Il a de cette manière, emmagasiné, un million trois cents mille cartouches, mille deux cents fusils, trente-huit mitrailleuses et un mortier.  Du blé et des conserves fournissent le ravitaillement provisoire.

650 gardes civils, 200 cadets et élèves de l’école de gymnastique, 160 officiers et soldats, 85 phalangistes, 2 médecins et un chirurgien militaire.  600 femmes et enfants, 200 notables, 3 religieuses infirmières et leur mère supérieure, en tout quelque 2000 personnes forment la garnison de la forteresse.

Dans cette citadelle, la place ne manque pas.  L’Alcazar est un véritable dédale de chambres, de salles hautes, de galeries et de souterrains.  Le tout protégé par une  haute muraille épaisse de plus de trois mètres.  Deux cents dix chevaux et trente mulets occupent les écuries.  Leur nombre va considérablement diminuer,  Les animaux serviront de viande aux assiégés.  A la fin du siège, il n’en restera que six.  Faute de sel, on saupoudre les quartiers de viande de salpêtre, gratté sur les murs.  Restées coquettes malgré les événements, les femmes profitent du salpêtre pour se poudrer le visage.

La confiance et la bonne humeur marquent les visages des rebelles.  L’électricité coupée, on s’éclaire de mèches trempées dans la graisse des animaux abattus.

L'ancien Alcazar
                                                        

Seuls contacts vers l’extérieur, une radio branchée sur les stations franquistes de Milan et de Lisbonne et le téléphone que les républicains ont épargné.  Cette ligne sert  de moyen de communication entre les adversaires.

Le 23 juillet, Moscardo tient conseil lorsque le téléphone sonne.  Le républicain, Candido Cabello, chef de la milice appelle :

-       Colonel Moscardo, êtes-vous décidé à abandonner l’Alcazar ?
-       Je suis décidé à y demeurer.
-       Je vous laisse dix minutes pour changer d’avis. Passé ce délai, nous agirons.  Mais auparavant, je cède la place à un quelqu’un d’autre.  Restez à l’écoute.

Dans l’écouteur, une  voix jeune et vibrante, Moscardo reconnaît son fils Luis.

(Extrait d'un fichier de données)
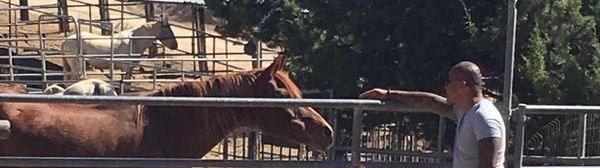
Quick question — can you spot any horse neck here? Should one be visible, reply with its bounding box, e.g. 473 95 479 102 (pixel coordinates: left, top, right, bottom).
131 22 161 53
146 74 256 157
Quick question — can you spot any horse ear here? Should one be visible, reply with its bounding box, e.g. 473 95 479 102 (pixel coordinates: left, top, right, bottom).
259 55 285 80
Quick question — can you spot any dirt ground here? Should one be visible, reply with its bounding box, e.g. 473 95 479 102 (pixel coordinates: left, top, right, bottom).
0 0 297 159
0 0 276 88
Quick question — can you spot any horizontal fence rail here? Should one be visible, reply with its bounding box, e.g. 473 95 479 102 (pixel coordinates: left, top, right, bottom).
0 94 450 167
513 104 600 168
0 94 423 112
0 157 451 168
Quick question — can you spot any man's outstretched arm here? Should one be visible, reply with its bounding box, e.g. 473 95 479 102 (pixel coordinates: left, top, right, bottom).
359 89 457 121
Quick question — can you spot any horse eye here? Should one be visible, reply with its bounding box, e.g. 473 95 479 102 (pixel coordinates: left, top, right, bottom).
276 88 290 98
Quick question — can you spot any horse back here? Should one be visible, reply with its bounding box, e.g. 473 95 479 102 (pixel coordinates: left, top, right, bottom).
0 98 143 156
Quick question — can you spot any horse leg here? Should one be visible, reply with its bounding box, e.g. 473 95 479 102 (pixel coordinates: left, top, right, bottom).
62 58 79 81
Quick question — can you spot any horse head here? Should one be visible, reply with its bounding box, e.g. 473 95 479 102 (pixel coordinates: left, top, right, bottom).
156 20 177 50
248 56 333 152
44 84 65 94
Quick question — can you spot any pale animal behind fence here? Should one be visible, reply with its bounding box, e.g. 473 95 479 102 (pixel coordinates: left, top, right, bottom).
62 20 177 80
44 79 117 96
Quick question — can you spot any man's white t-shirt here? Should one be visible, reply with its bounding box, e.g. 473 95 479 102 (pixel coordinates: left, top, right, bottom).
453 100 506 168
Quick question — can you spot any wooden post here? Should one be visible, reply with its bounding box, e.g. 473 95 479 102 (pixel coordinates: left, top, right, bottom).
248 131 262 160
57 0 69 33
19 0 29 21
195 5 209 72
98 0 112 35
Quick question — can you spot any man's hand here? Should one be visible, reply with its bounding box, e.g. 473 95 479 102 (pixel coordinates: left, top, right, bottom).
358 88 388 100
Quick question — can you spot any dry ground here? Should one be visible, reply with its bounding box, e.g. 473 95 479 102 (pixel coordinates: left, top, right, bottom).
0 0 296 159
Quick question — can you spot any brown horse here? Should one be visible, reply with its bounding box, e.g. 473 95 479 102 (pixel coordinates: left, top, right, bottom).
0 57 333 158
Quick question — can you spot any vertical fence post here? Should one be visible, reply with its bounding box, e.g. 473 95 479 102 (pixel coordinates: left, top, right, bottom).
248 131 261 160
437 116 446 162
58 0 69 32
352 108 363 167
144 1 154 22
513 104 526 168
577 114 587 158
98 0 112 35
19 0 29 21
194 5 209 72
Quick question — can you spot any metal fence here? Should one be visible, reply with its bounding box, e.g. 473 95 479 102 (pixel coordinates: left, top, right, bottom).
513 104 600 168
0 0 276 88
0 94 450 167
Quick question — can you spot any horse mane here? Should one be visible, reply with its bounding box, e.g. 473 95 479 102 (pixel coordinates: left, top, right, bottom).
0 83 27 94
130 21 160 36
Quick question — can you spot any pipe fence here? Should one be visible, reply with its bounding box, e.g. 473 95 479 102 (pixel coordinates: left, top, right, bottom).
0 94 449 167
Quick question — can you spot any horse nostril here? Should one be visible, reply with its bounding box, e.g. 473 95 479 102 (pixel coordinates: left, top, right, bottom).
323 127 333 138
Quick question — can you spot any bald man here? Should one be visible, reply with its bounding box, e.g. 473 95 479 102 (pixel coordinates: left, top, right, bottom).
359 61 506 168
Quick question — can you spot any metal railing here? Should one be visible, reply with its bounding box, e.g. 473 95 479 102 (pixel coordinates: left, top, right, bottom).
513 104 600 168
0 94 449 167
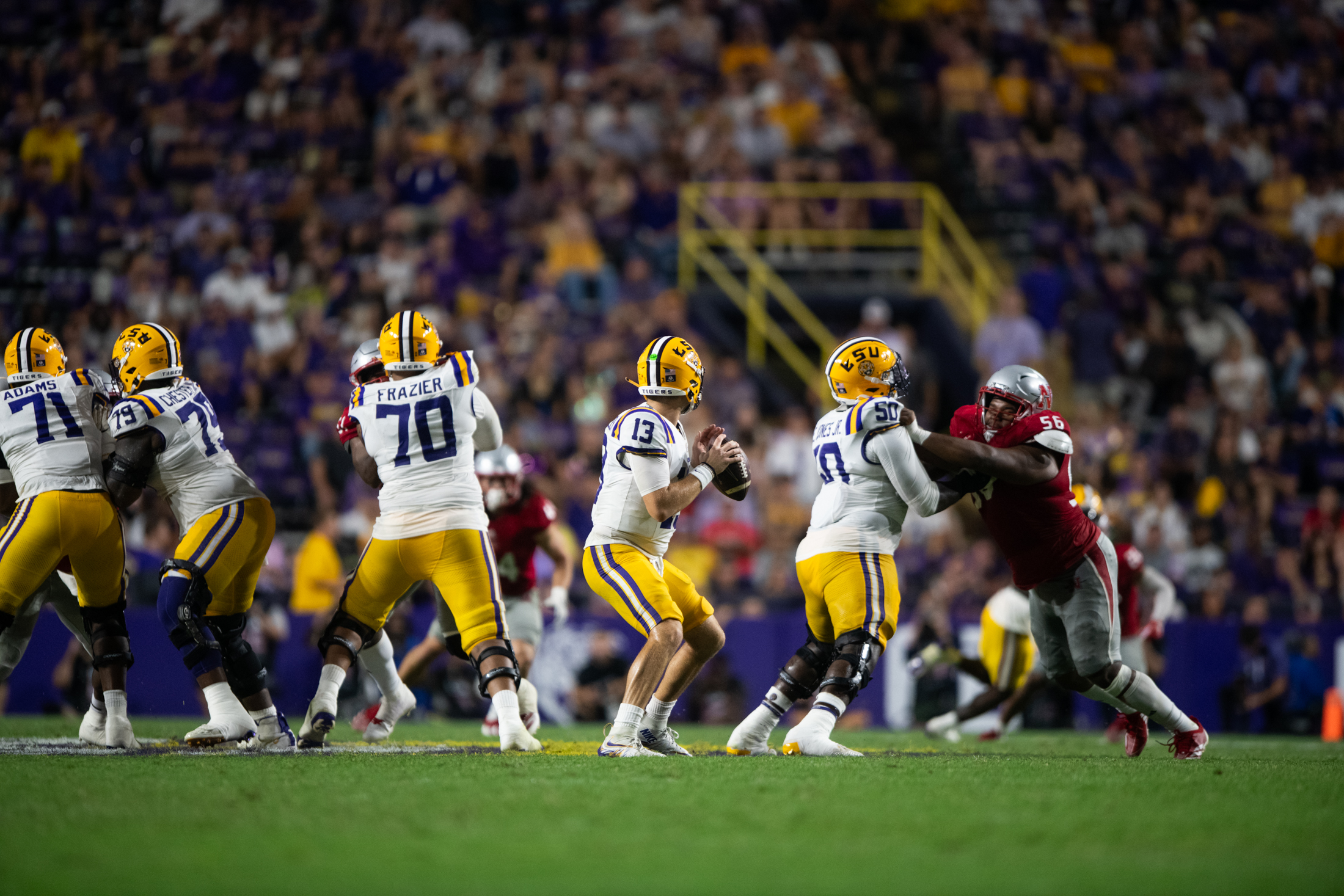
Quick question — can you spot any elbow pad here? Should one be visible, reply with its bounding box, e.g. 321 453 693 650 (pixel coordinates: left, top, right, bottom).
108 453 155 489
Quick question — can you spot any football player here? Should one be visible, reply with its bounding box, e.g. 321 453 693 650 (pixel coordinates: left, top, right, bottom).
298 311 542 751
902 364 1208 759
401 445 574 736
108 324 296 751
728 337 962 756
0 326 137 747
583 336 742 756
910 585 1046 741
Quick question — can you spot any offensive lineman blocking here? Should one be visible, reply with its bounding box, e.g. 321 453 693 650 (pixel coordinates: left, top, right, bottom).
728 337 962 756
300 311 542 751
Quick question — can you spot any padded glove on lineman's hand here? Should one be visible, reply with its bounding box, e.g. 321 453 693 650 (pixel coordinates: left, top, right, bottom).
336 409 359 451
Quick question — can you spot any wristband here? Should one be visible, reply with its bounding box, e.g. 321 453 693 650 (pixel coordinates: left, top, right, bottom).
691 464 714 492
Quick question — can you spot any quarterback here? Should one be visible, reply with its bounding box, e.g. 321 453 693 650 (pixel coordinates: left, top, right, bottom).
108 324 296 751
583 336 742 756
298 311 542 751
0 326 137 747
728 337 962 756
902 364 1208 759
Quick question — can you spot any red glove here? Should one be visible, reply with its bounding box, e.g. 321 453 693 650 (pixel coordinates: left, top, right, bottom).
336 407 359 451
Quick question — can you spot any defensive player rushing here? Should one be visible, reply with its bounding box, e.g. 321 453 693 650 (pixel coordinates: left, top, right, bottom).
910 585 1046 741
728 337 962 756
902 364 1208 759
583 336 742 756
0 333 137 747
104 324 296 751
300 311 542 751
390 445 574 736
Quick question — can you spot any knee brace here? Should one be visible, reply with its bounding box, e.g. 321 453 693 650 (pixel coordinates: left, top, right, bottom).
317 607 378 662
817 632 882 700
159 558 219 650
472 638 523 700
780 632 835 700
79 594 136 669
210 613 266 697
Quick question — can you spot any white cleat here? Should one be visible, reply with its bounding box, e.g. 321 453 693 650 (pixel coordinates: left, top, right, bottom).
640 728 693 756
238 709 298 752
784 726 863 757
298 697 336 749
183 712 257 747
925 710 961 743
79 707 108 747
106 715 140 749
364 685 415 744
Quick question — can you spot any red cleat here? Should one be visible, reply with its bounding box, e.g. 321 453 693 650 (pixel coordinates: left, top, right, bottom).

TRAVAIL DEMANDÉ:
Restitue tel quel l'extrait du texte sur le siège de l'Alcazar qui va de « Seuls contacts vers » à « Restez à l’écoute. », ces deux bornes comprises.

SOLUTION PROPOSÉE:
Seuls contacts vers l’extérieur, une radio branchée sur les stations franquistes de Milan et de Lisbonne et le téléphone que les républicains ont épargné.  Cette ligne sert  de moyen de communication entre les adversaires.

Le 23 juillet, Moscardo tient conseil lorsque le téléphone sonne.  Le républicain, Candido Cabello, chef de la milice appelle :

-       Colonel Moscardo, êtes-vous décidé à abandonner l’Alcazar ?
-       Je suis décidé à y demeurer.
-       Je vous laisse dix minutes pour changer d’avis. Passé ce délai, nous agirons.  Mais auparavant, je cède la place à un quelqu’un d’autre.  Restez à l’écoute.